**DATA PROVIDED**
*****

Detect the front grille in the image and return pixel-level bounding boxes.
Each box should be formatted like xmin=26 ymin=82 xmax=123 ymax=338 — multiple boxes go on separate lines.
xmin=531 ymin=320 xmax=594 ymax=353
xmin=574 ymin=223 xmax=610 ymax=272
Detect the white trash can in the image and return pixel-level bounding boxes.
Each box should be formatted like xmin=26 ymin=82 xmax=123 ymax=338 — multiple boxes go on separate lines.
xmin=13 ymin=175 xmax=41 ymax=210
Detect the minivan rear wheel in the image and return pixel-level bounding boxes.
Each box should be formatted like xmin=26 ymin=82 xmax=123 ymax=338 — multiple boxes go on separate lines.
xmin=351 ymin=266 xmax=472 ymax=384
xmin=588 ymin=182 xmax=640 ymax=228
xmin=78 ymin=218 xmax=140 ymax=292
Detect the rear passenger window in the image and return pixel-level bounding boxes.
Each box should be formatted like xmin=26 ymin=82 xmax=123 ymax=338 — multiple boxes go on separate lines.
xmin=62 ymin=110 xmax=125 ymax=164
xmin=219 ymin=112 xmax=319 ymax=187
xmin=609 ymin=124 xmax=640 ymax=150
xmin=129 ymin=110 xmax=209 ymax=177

*****

**GIVEN PROBLEM**
Revise all of the entries above by replacing each instance of "Detect" with "Locate", leaving every other part of the lines unchanged.

**RESPONSE TO THE TASK**
Locate the front grille in the image and return pixel-level bounding boxes.
Each box should be formatted like xmin=26 ymin=82 xmax=123 ymax=338 — multiple boxes go on separate lines.
xmin=531 ymin=320 xmax=594 ymax=353
xmin=574 ymin=223 xmax=610 ymax=272
Locate the white trash can in the image and return pixel-level bounding boxes.
Each box should be formatted like xmin=26 ymin=82 xmax=123 ymax=338 — multiple boxes go on separate lines.
xmin=13 ymin=175 xmax=41 ymax=210
Locate the minivan rear wheel in the image and return pixel-level bounding boxes.
Each box should be formatted like xmin=26 ymin=82 xmax=123 ymax=338 — multiple boxes go on separate lines.
xmin=351 ymin=266 xmax=472 ymax=384
xmin=588 ymin=182 xmax=640 ymax=228
xmin=78 ymin=218 xmax=140 ymax=292
Locate the rear passenger window in the image and return pixel-level bounding boxes.
Each box should be formatted like xmin=26 ymin=82 xmax=123 ymax=338 — multiple boxes go on separate lines.
xmin=62 ymin=110 xmax=125 ymax=164
xmin=219 ymin=112 xmax=319 ymax=187
xmin=609 ymin=124 xmax=640 ymax=150
xmin=129 ymin=110 xmax=209 ymax=177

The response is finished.